— Compito richiesto 1 —
Estrai dalle voci e ricopia ogni riga che contiene la parola "woman".

— Testo —
+++
America in tour ufficioso in Asia: quasi guerra con la Cina e alleati attoniti

Purtroppo la provocazione Taiwan non è bastata. Dopo il mai spiegato tour politico della presidente uscente del Congresso Usa, si va disegnando il rischio di vero terremoto geopolitico tra molti degli stessi alleati storici statunitensi, in tutta l’immensa area dell’Indo-Pacifico.
La Cina mobilita le sue forze armate per la più grande esercitazione di tutti i tempi, intorno a Taiwan. Ma non solo, scopre Orteca.

Da Limes, carta dell’Asean, l’Associazione delle nazioni del Sud-est asiatico per la risoluzione Onu di una sola Cina

Asia americana oltre Taiwan e Cina

In Asia non c’è solo paura, ma c’è anche molta irritazione. Anche contro gli Stati Uniti. Qualche Paese lo fa intendere apertamente, altri cercano di fare buon viso a cattivo gioco. Qualcuno, per dovere “di alleanza” offre una solidarietà di circostanza a Washington.

Le nazioni del sud-est asiatico non gradiscono

I Ministri dell’Asean, l’Associazione delle nazioni del Sud-est asiatico, hanno emesso un comunicato che esprime preoccupazione “per la tensione che potrebbe portare a eventuali errori di incomprensione sul campo”. Inoltre, si raccomanda moderazione e il rispetto delle posizioni dell’Onu. Cioè, detto per inciso, l’osservanza del principio “una sola Cina”, rivendicato da Pechino. E accettato, paradossalmente, anche dagli Stati Uniti, che infatti non riconoscono ufficialmente Taiwan e hanno la loro ambasciata solo a Pechino.
+++
(Voci tratte da una raccolta)

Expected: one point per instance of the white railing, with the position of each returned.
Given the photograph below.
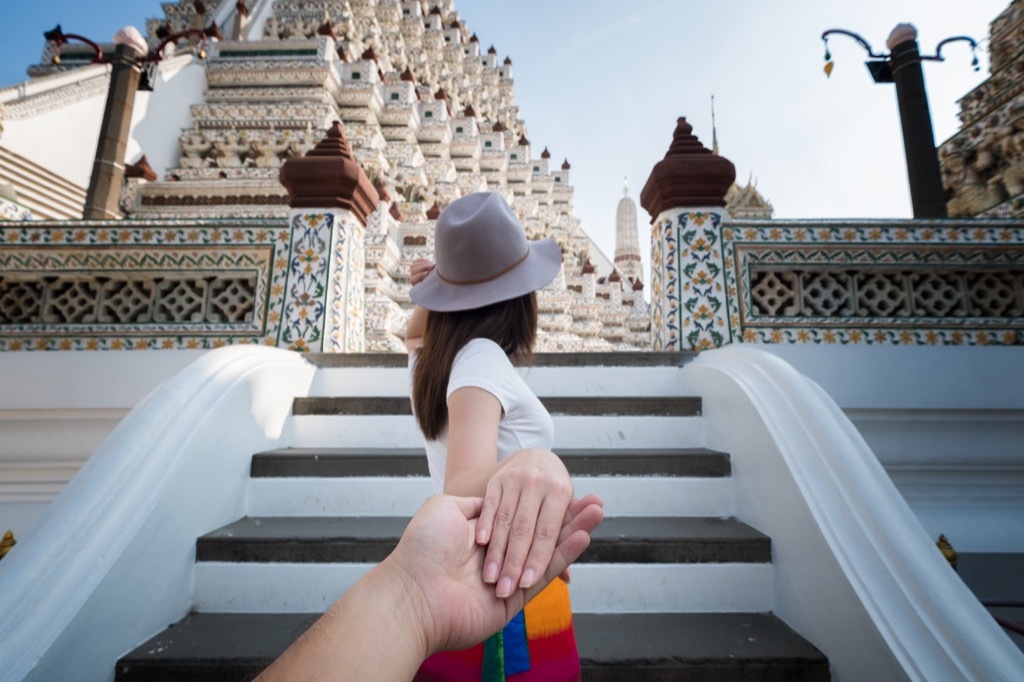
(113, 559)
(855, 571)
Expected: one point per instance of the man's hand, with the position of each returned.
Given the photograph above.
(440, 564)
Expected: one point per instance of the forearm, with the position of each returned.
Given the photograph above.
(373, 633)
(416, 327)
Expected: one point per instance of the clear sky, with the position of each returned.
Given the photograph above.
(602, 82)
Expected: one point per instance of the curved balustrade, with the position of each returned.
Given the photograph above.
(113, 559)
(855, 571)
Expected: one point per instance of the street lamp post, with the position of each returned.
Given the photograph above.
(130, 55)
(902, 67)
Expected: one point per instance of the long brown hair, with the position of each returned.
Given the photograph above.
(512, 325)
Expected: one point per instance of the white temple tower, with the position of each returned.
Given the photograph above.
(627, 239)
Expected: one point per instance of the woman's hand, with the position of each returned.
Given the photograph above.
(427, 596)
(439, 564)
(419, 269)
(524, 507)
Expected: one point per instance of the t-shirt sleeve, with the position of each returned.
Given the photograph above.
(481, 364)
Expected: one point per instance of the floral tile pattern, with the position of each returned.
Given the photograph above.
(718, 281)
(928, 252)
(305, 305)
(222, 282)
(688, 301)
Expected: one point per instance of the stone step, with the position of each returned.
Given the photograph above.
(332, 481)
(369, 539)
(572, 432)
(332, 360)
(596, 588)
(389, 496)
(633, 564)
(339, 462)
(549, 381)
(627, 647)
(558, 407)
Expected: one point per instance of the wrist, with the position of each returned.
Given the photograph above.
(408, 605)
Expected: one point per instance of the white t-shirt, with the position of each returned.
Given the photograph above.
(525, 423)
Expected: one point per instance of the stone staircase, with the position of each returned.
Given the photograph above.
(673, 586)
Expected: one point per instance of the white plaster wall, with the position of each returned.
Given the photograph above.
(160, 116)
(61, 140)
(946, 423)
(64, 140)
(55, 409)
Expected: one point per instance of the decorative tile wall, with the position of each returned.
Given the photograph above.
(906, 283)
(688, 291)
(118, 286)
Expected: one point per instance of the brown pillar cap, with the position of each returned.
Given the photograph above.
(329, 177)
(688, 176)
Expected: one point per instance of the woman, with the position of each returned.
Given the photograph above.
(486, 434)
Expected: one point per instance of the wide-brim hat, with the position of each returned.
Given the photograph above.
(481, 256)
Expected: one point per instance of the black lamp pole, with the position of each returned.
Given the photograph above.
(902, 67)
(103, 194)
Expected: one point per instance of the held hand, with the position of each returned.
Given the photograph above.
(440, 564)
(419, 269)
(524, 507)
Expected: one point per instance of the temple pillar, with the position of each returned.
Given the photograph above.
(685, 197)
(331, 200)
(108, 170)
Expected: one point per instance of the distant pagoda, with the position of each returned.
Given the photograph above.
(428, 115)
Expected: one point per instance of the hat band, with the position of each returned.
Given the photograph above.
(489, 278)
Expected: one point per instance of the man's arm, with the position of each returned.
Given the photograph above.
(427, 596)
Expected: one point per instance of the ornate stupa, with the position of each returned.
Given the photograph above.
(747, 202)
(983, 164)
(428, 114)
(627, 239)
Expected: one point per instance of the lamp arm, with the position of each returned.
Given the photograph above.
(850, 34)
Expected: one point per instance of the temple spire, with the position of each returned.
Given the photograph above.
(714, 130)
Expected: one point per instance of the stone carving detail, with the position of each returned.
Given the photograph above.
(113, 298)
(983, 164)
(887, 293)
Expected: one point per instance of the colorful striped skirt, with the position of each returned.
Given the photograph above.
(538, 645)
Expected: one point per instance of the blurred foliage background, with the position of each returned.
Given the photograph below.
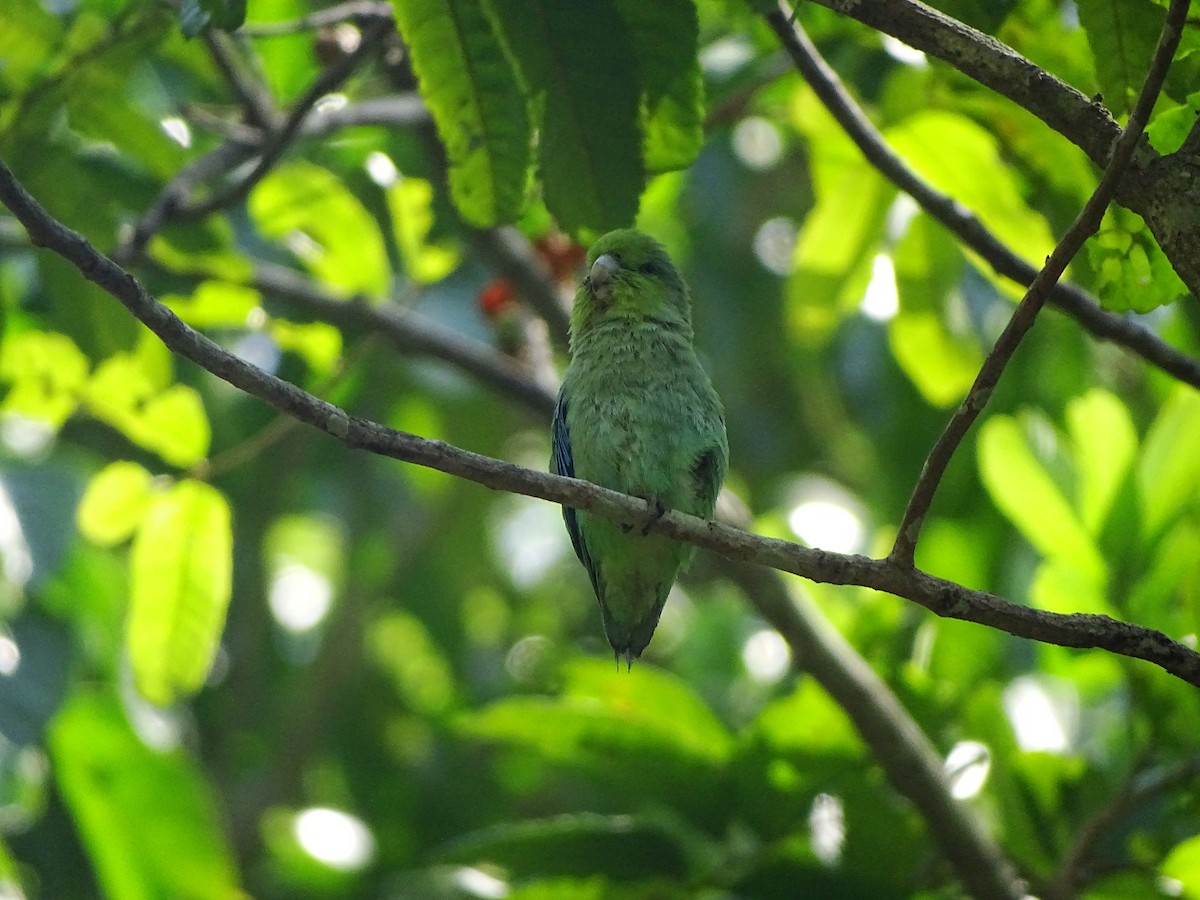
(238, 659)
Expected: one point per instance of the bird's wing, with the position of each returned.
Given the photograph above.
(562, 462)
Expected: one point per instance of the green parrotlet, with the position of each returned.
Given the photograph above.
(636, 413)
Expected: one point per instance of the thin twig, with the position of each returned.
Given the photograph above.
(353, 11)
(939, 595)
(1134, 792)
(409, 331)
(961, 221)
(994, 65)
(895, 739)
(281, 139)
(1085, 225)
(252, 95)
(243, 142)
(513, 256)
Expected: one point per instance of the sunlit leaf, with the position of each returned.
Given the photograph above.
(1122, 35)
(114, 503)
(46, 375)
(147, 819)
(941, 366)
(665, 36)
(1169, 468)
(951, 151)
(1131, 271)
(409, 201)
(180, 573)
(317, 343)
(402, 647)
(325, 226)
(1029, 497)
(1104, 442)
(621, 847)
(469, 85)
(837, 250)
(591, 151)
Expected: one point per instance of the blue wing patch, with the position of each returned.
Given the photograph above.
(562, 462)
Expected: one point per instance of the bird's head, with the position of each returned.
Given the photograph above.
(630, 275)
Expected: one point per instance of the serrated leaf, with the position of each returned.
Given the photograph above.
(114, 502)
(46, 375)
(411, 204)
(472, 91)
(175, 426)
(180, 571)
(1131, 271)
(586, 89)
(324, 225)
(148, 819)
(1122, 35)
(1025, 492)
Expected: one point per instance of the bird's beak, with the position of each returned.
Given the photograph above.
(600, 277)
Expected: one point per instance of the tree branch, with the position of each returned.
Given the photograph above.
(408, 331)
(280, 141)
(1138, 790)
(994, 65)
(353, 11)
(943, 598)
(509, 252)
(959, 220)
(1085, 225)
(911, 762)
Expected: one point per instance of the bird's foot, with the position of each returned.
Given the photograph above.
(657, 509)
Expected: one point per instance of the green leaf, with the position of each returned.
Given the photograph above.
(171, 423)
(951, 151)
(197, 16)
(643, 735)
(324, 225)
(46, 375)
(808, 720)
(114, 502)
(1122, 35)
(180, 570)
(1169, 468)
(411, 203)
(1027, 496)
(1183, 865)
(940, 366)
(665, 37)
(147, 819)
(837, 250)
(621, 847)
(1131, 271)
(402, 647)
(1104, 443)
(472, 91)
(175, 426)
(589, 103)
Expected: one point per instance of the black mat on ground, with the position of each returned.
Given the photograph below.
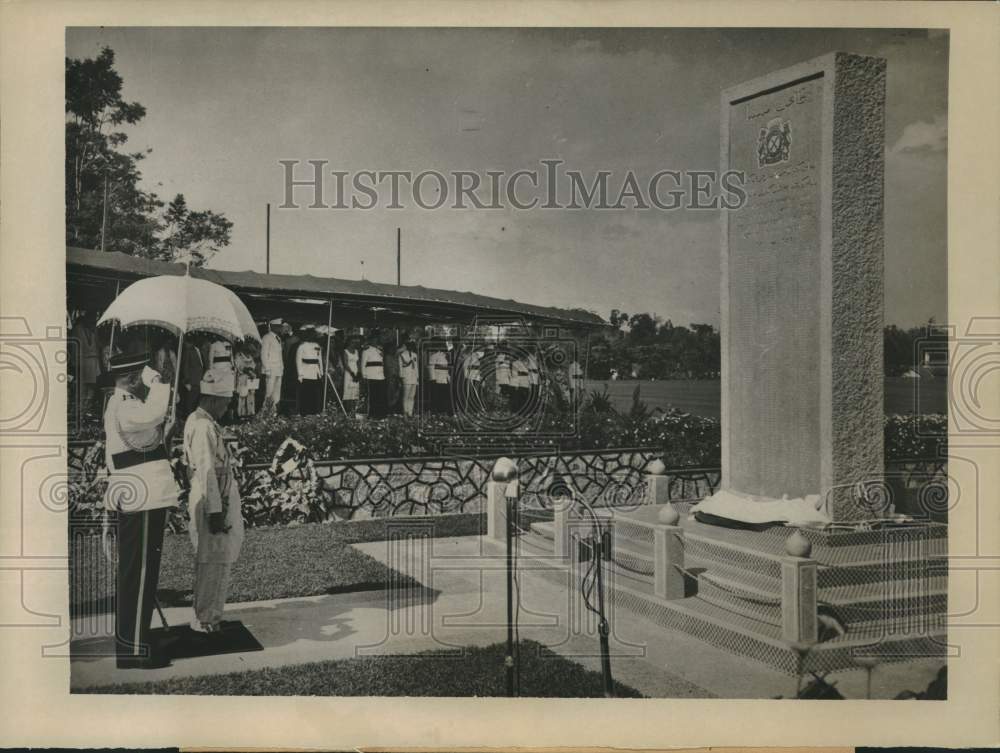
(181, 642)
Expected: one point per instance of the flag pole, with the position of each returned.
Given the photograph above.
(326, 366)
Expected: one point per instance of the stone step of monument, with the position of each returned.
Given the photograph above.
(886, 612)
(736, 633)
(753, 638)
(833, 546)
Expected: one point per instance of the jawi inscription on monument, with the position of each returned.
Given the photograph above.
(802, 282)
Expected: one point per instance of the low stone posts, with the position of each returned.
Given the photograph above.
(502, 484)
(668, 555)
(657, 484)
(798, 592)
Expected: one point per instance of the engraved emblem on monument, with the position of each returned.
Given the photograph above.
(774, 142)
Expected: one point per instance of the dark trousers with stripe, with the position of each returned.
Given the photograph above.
+++
— Compito richiesto 2 —
Secondo l'articolo, in quale città hanno la loro ambasciata gli Stati Uniti?

— Soluzione scritta 1 —
Expected: one point per instance of the woman's hand, with the position of each returned.
Expected: one point per instance of the woman, with the position of each returned.

— Soluzione scritta 2 —
Solo a Pechino.